DATA TO PROCESS:
········
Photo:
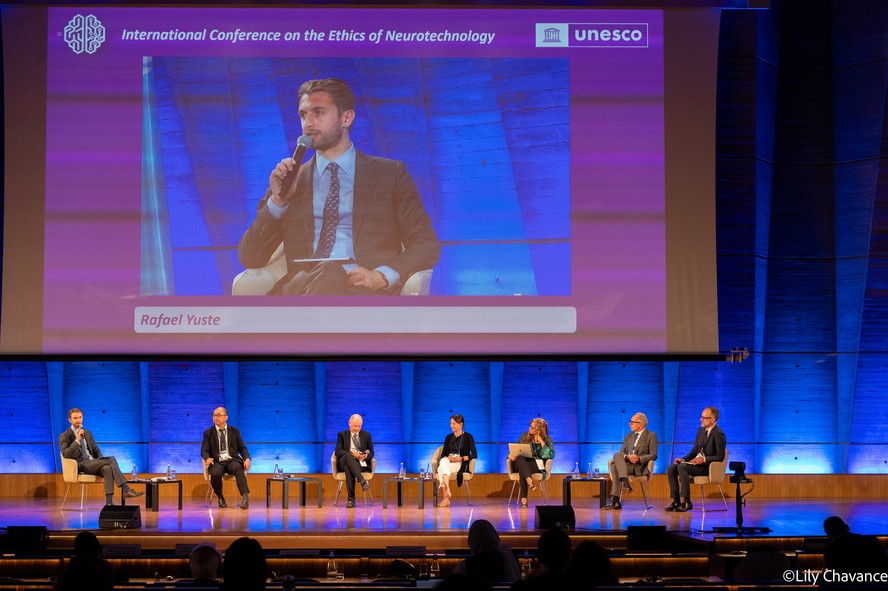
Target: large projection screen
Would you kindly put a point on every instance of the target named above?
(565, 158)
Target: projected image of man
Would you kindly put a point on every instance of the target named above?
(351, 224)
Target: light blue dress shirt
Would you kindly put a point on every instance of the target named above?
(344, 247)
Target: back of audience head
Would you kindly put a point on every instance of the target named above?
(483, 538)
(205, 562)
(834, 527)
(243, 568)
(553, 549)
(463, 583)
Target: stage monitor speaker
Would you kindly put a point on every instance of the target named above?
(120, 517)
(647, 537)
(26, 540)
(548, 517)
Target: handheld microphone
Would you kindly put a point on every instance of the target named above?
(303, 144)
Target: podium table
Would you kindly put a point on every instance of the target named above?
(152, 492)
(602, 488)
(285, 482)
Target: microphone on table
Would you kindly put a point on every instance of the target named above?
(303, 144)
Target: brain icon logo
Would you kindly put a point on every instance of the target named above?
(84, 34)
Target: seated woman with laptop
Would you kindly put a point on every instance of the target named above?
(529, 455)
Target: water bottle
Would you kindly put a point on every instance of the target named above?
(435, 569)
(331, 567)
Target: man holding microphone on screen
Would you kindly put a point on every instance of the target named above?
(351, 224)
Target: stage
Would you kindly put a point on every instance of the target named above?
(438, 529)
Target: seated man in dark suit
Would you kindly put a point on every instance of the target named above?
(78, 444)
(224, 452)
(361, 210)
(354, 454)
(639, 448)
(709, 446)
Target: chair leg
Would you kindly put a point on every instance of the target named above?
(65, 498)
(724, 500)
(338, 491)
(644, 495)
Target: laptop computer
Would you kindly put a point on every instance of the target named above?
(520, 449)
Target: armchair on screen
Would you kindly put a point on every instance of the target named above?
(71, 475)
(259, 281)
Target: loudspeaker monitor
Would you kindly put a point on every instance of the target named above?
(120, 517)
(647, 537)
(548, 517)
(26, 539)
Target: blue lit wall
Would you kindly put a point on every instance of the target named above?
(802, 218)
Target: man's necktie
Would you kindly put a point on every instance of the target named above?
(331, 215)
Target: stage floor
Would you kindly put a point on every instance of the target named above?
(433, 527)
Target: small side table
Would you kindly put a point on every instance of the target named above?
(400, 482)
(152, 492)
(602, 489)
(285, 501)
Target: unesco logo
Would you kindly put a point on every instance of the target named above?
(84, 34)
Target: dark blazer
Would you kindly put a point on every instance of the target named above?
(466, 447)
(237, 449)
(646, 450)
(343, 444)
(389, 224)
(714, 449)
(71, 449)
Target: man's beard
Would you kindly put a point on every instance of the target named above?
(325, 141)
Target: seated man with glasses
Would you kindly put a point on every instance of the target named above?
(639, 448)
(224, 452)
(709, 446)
········
EXERCISE OBJECTIVE: Please format the data above as a JSON list of strings, with one string for each line and no blank lines. Leave the picture out.

IN RESPONSE:
[
  "Photo:",
  "Target: large projection screen",
  "Would you kindly put a point on every instance of the target named above?",
  "(565, 158)",
  "Target: projected image of man",
  "Would you kindly put a point on every instance of the target named above?",
  "(351, 224)",
  "Target: light blue dress shirt",
  "Would you kindly put a point on every instance of the target named above?",
  "(344, 247)",
  "Target: back of audience head",
  "Would you kindly put a point on every instance of the target named above?",
  "(483, 538)",
  "(205, 562)",
  "(834, 527)",
  "(243, 568)",
  "(553, 549)",
  "(463, 583)",
  "Target: stage monitor speaker",
  "Would you kindly put a point on every instance of the target named above?",
  "(120, 517)",
  "(647, 537)",
  "(26, 540)",
  "(548, 517)",
  "Target: handheld microphone",
  "Would you kindly put a point on every instance of the target named above?",
  "(303, 144)",
  "Target: podium table",
  "Would you kindly put a point on every instance of the target named above?",
  "(152, 492)",
  "(602, 488)",
  "(285, 482)",
  "Target: microphone on table",
  "Would you kindly put a point on every instance of the target named above?",
  "(303, 144)",
  "Target: brain icon logo",
  "Would you kindly put a point on every instance of the target named above?",
  "(84, 34)",
  "Target: seated woman with laptop",
  "Would you kindly put a point on every instance of the target named above?",
  "(529, 455)",
  "Target: water bottle",
  "Would you kindly put a point on every instance of the target named above?",
  "(435, 569)",
  "(331, 567)",
  "Target: man holding microphone on screen",
  "Would you kindly put a point on every instance of the target named above?",
  "(351, 224)",
  "Target: stage",
  "Would you kindly put a point on every instance of the target named above?",
  "(438, 529)",
  "Target: seated man in dark suit",
  "Would you kindly put a point on every instance of the target named above?",
  "(78, 444)",
  "(224, 452)",
  "(361, 210)",
  "(354, 454)",
  "(639, 448)",
  "(709, 446)",
  "Target: chair leg",
  "Would you kindly put a point on every instance of the target named above?",
  "(65, 498)",
  "(724, 500)",
  "(338, 491)",
  "(644, 495)",
  "Target: laptop computer",
  "Would you kindly put a point on every instance of the target named above?",
  "(520, 449)",
  "Target: armchair on screen",
  "Would you kindly put a point on every instance of the target named above?",
  "(71, 475)",
  "(259, 281)",
  "Target: loudspeaker monitor",
  "Would you kindly put a point on every instance of the target named above?",
  "(120, 517)",
  "(647, 537)",
  "(548, 517)",
  "(26, 539)",
  "Target: blue lit wall",
  "Would you kindly put a point on every instance of the target named above?",
  "(802, 218)",
  "Target: man's necktie",
  "Would you kindly put a point on every instance of the target named above?",
  "(331, 215)",
  "Target: stage floor",
  "Would you kindly put a point on every instance of the target named above?",
  "(433, 527)",
  "Target: small side table",
  "Would you kindly put a point on every instance of the target named above?",
  "(400, 482)",
  "(152, 492)",
  "(602, 489)",
  "(285, 501)",
  "Target: unesco logo",
  "Would you kindly put a point on every instance of the target named above?",
  "(84, 34)",
  "Target: dark blazer",
  "Would you kindly put a point on every instance of the target named above?",
  "(466, 447)",
  "(237, 449)",
  "(646, 450)",
  "(343, 444)",
  "(389, 224)",
  "(714, 449)",
  "(71, 449)",
  "Target: man's beard",
  "Would you kindly put a point on every instance of the target named above?",
  "(325, 141)",
  "Target: seated man with glasses",
  "Would you kindly put a point on every instance of the target named above?",
  "(639, 448)",
  "(224, 452)",
  "(709, 446)"
]